EXCERPT TO READ:
****

Inthe mid-20th century, the world’s superpowers raced to the moon. In the 21st, they’re racing for control of the orbital algorithms that may determine who wins — or survives — the wars of the future.
From Beijing to Washington to Moscow, artificial intelligence (AI) is propelling military power on orbit. The United States still commands the largest constellation of military satellites, but the Chinese Communist Party (CCP) is moving “breathtakingly fast,” according to U.S. Space Command chief Gen. Stephen N. Whiting. Beijing’s new Three-Body Computing Constellation, a network of supercomputing satellites, will process data on orbit using AI models — effectively turning space into a massive cloud network.
For Washington, this is no longer just about rockets or radar. It’s about cognition. The U.S. Space Force (USSF) — the newest and most digitally aware service in the U.S. — has made AI the centerpiece of its 2025 Strategic Action Plan, declaring that “superiority will be defined by our ability to integrate with allies and advance real-time analytics and emerging AI technologies to outpace adversaries.”

****

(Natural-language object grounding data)
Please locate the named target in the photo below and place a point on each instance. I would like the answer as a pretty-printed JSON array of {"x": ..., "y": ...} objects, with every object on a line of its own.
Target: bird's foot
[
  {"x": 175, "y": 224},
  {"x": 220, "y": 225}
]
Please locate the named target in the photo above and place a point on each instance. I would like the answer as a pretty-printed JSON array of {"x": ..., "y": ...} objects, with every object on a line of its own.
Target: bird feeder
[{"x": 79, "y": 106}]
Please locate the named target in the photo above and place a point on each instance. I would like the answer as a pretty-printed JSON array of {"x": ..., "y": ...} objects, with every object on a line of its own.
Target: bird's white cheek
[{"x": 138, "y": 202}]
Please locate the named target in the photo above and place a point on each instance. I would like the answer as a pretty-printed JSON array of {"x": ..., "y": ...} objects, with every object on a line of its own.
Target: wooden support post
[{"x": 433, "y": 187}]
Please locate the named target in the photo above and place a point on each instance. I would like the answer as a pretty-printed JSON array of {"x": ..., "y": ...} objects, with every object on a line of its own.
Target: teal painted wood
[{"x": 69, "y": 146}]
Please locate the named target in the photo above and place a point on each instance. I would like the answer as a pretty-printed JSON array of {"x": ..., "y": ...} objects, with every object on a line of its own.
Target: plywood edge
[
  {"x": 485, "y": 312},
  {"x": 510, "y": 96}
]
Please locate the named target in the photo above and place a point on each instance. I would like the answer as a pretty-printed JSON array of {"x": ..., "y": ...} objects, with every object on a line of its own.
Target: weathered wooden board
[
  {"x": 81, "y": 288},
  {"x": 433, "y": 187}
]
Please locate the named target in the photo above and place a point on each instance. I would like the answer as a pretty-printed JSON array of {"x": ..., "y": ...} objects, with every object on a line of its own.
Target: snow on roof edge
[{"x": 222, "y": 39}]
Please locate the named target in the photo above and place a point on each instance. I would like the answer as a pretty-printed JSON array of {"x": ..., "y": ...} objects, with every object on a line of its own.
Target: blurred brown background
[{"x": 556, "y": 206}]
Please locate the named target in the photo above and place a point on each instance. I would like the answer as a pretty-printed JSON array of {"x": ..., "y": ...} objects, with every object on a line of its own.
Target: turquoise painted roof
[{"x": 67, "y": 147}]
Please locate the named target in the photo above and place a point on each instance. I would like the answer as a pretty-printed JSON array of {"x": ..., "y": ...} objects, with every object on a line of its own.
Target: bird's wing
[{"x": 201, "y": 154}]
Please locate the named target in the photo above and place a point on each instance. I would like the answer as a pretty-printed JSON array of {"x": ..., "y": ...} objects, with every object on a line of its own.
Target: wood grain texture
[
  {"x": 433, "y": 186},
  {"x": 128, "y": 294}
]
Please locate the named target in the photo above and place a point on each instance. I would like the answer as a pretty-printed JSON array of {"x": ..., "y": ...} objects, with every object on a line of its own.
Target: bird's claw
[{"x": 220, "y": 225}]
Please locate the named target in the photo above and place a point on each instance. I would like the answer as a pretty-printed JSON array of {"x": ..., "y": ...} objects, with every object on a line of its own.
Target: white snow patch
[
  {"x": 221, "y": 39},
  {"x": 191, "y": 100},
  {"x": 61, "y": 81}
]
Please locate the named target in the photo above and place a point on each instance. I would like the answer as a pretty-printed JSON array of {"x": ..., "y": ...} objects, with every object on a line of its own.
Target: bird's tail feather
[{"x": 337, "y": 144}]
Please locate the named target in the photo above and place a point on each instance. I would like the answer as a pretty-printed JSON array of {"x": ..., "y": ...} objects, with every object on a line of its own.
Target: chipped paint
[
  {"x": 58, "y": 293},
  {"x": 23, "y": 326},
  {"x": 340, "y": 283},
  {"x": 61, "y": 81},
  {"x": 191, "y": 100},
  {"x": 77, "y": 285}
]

****

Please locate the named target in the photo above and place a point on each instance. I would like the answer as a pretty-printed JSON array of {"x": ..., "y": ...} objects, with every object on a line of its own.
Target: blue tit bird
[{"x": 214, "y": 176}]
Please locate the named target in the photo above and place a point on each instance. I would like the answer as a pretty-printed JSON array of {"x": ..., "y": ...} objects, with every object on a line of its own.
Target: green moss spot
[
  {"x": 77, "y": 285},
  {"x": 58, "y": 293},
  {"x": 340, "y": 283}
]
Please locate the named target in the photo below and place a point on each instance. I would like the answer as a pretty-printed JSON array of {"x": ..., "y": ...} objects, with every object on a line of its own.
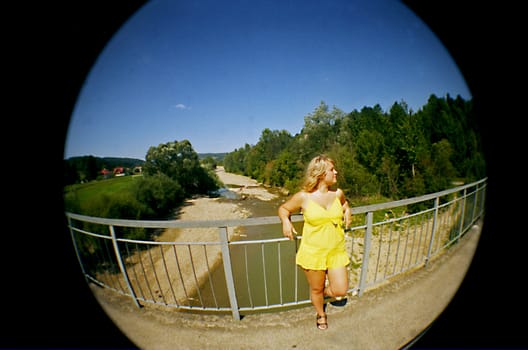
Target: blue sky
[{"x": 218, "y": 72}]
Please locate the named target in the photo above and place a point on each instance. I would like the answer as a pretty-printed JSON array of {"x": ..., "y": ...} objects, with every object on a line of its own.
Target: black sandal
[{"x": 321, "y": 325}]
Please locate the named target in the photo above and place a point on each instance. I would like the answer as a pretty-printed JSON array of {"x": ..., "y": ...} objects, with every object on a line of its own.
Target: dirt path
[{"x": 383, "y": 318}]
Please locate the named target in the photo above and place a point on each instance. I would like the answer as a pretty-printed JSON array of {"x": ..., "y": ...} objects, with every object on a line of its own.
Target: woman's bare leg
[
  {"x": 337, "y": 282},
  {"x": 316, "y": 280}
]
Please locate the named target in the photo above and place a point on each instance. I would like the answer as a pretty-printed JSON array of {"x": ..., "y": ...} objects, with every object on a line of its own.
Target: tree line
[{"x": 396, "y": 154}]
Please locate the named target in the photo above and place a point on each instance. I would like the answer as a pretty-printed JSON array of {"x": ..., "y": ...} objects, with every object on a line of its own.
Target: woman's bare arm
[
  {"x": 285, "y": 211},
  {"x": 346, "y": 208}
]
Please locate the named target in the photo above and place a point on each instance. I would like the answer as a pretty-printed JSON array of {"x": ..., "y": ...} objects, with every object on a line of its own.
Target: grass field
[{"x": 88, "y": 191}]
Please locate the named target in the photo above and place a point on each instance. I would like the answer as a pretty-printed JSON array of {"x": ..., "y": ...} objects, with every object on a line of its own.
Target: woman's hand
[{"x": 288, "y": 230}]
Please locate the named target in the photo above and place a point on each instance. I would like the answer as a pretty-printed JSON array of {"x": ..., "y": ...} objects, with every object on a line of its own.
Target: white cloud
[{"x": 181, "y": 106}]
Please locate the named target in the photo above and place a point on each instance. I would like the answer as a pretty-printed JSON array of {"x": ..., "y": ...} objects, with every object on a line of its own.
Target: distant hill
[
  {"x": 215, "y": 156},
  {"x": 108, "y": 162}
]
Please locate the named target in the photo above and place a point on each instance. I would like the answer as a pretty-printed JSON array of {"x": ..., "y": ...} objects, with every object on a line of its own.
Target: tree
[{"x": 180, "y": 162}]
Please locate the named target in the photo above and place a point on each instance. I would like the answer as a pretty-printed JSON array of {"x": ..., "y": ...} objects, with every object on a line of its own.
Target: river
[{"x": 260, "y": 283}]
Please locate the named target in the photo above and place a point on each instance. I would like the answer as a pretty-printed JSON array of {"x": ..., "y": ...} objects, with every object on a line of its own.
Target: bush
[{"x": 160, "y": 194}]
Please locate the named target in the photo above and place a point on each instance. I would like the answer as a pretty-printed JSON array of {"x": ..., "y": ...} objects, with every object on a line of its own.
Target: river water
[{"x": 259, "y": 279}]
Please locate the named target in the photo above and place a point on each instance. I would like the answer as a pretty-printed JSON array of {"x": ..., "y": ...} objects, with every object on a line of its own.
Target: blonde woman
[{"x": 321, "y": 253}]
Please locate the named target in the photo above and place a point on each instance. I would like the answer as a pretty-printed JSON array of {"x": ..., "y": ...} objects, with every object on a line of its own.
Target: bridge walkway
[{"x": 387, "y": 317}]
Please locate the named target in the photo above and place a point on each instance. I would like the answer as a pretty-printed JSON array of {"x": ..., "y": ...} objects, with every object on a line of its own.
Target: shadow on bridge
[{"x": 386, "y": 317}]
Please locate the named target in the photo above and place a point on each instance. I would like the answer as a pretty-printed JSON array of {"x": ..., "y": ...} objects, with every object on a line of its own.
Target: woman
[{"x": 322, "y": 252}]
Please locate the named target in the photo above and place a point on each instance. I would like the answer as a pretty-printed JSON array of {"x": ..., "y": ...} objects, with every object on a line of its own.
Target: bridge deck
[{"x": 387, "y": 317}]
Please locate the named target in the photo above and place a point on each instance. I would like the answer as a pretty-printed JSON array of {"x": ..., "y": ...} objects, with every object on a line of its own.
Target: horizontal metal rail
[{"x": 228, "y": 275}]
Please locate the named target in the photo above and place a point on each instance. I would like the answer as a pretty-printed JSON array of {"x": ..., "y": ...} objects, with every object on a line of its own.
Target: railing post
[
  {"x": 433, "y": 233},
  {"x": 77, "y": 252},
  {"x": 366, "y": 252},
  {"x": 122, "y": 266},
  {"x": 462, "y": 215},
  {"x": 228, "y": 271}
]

****

REQUIRED ACTION A: In the article on AI and military power in space, what is the name of Beijing's new network of supercomputing satellites?
REQUIRED ACTION B: Condense the paragraph beginning "From Beijing to Washington" in the article on AI and military power in space into a short bulleted list that keeps its main facts.
REQUIRED ACTION C: From the article on AI and military power in space, write out everything from "Inthe mid-20th century, the" down to "massive cloud network.".

TASK RESULT A: The Three-Body Computing Constellation.

TASK RESULT B:
- Artificial intelligence is driving military power on orbit in Beijing, Washington and Moscow.
- The United States still has the largest constellation of military satellites.
- U.S. Space Command chief Gen. Stephen N. Whiting says the Chinese Communist Party is moving "breathtakingly fast."
- Beijing's new Three-Body Computing Constellation, a network of supercomputing satellites, will use AI models to process data on orbit, effectively turning space into a massive cloud network.

TASK RESULT C:
Inthe mid-20th century, the world’s superpowers raced to the moon. In the 21st, they’re racing for control of the orbital algorithms that may determine who wins — or survives — the wars of the future.
From Beijing to Washington to Moscow, artificial intelligence (AI) is propelling military power on orbit. The United States still commands the largest constellation of military satellites, but the Chinese Communist Party (CCP) is moving “breathtakingly fast,” according to U.S. Space Command chief Gen. Stephen N. Whiting. Beijing’s new Three-Body Computing Constellation, a network of supercomputing satellites, will process data on orbit using AI models — effectively turning space into a massive cloud network.